━━━━━ Input records ━━━━━
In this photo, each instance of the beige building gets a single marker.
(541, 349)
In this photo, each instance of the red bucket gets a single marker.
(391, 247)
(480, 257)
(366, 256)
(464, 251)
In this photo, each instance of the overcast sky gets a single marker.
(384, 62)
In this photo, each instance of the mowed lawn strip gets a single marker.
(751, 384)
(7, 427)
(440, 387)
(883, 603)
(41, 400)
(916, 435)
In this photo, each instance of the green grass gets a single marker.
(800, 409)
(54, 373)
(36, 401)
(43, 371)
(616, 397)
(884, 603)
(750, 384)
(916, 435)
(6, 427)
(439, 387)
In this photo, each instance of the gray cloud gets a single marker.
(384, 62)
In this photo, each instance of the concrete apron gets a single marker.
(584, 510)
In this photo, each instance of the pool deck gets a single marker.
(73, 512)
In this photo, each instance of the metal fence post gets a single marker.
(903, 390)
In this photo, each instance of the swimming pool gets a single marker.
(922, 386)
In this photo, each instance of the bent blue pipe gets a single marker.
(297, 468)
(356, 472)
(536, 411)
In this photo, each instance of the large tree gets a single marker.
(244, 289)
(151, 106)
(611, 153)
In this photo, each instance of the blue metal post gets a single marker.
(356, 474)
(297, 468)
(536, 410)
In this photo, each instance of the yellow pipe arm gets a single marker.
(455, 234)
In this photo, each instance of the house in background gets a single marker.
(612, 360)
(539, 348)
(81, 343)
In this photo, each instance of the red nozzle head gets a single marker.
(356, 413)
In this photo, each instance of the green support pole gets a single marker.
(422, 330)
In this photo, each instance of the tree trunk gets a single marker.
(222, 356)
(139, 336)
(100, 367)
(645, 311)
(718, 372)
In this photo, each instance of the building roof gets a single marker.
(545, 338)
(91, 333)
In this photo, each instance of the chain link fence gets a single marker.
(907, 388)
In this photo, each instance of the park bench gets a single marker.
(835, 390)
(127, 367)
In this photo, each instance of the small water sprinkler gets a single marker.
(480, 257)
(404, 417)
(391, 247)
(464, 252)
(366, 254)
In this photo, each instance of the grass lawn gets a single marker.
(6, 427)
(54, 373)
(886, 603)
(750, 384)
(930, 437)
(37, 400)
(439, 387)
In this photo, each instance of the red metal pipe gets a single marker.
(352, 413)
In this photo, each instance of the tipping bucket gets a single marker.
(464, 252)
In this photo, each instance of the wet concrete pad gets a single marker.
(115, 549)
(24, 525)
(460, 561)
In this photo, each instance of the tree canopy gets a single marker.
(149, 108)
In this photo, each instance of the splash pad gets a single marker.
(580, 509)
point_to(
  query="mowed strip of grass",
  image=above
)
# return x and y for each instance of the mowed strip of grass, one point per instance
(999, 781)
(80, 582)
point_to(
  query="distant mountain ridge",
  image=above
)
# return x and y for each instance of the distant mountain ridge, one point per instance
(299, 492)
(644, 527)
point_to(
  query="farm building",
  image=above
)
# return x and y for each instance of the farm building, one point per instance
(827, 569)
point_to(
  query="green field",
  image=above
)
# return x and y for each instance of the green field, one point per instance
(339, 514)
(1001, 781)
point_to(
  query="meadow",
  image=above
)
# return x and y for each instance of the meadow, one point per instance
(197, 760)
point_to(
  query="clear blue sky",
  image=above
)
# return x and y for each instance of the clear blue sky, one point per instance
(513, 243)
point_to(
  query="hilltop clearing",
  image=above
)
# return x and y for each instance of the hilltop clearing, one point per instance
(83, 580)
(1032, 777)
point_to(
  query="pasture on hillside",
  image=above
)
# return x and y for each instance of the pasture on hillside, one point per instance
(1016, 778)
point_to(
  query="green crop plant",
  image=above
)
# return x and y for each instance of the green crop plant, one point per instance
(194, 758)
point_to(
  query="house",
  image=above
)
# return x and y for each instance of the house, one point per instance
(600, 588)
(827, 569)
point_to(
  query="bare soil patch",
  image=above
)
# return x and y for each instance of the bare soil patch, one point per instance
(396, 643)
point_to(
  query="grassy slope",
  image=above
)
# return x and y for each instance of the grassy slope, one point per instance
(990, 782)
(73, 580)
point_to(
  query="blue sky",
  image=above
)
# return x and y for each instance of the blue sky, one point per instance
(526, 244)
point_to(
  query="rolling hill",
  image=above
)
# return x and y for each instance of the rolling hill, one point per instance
━━━━━
Give back all the data exactly as it was written.

In this photo, each instance of the beige building gets a single marker.
(541, 349)
In this photo, each instance of the red bucket gets a single marker.
(391, 247)
(480, 257)
(366, 256)
(464, 251)
In this photo, each instance of the overcast sky gets a single marker.
(384, 62)
In this photo, each instance of the mowed lawn strip gets a single marker.
(751, 384)
(7, 427)
(440, 387)
(883, 603)
(41, 400)
(916, 435)
In this photo, each instance of the green grass gets a single marker.
(800, 409)
(54, 373)
(36, 401)
(43, 371)
(616, 397)
(884, 603)
(750, 384)
(916, 435)
(6, 427)
(439, 387)
In this photo, each instance of the gray cloud gets a single marker.
(384, 62)
In this photo, each instance of the concrete apron gets a single marker.
(584, 510)
In this photo, each instance of the pool deck gets a single marker.
(73, 512)
In this photo, each instance of the metal fence post gets a single marker.
(903, 390)
In this photo, each instance of the swimming pool gets a single marker.
(922, 386)
In this photo, each instance of the bent blue pipe gets a single marker.
(297, 468)
(356, 472)
(536, 411)
In this photo, each instance of the large tree gets a single marker.
(244, 289)
(151, 106)
(611, 153)
In this photo, each instance of the blue metal post gets a single marker.
(356, 474)
(297, 468)
(536, 410)
In this photo, each instance of the yellow pipe arm gets a single marker.
(455, 234)
In this photo, each instance of the house in background gets a single marker.
(612, 360)
(539, 348)
(81, 343)
In this photo, each instance of the red nozzle head gets a single marker.
(356, 413)
In this photo, each instance of the green support pole gets a single marker.
(422, 330)
In this photo, each instance of the tree trunk gets a single marker.
(222, 356)
(139, 336)
(100, 367)
(645, 311)
(718, 372)
In this photo, each instance of the building roof gets a single marker.
(545, 338)
(91, 333)
In this photo, each instance of the chain link fence gets a single marker.
(907, 388)
In this photo, each instance of the park bench gets a single marker.
(835, 390)
(127, 367)
In this photo, each instance of the small water sprinkler gets a single marker.
(480, 257)
(404, 417)
(391, 247)
(464, 252)
(366, 254)
In this photo, each instance of the grass lawn gets a single marker.
(6, 427)
(54, 373)
(886, 603)
(750, 384)
(930, 437)
(37, 400)
(439, 387)
In this photo, each instance of the red metal pipe gets a single marker.
(352, 413)
In this photo, each instance of the tipping bucket gets a single marker.
(464, 252)
In this photo, each instance of the wet concrete pad gets a single marker.
(115, 549)
(24, 525)
(460, 561)
In this photo, each instance of the tree canopy gets a single marker.
(149, 108)
In this photo, each instance of the splash pad gets a single marker.
(580, 509)
point_to(
  query="mowed strip of grass",
  image=above
)
# return x and y for each instance of the mowed strip of grass, one point per instance
(999, 781)
(80, 582)
point_to(
  query="distant mountain ridge",
  image=above
)
# return x and y for each instance of the distant mountain ridge, one point per instance
(299, 492)
(644, 527)
point_to(
  query="farm building",
  image=above
)
# return x and y for each instance of the farm building, one point per instance
(827, 569)
point_to(
  query="green field",
  image=above
)
# return x and y for each instance of the green field, one point per instance
(339, 514)
(1001, 781)
point_to(
  query="meadow",
  image=above
)
# return x and y for each instance of the meadow, one point per instance
(197, 760)
point_to(
  query="clear blue sky",
  image=above
)
# return x and y for each instance of the clear blue sky, one point per instance
(513, 243)
point_to(
  query="hilltop clearing",
  image=above
)
# return x and y for each instance of the hilltop clearing, one point per instance
(83, 580)
(1032, 777)
point_to(
  query="pasture on hillside",
  image=above
)
# return x and y for each instance of the pasture on hillside, one point per instance
(1016, 778)
point_to(
  query="green crop plant",
  image=above
)
# return x and y for each instance of the green crop plant, one point per instance
(194, 758)
point_to(
  query="house",
  image=above
)
# return x and y for each instance of the house, one point per instance
(600, 588)
(827, 569)
point_to(
  query="bare soil patch",
  image=above
)
# return x and y for each instance of the bare soil patch, one point per instance
(396, 643)
point_to(
  query="grassy slope",
  image=above
)
# return x and y for each instance of the grassy slope, one point per instance
(990, 782)
(73, 580)
point_to(
  query="blue sky",
  image=above
)
# return x and y for each instance of the blue sky, one point per instance
(526, 244)
point_to(
  query="rolling hill",
  image=above
)
# return x and y for each instance of the rolling hill, one point per instance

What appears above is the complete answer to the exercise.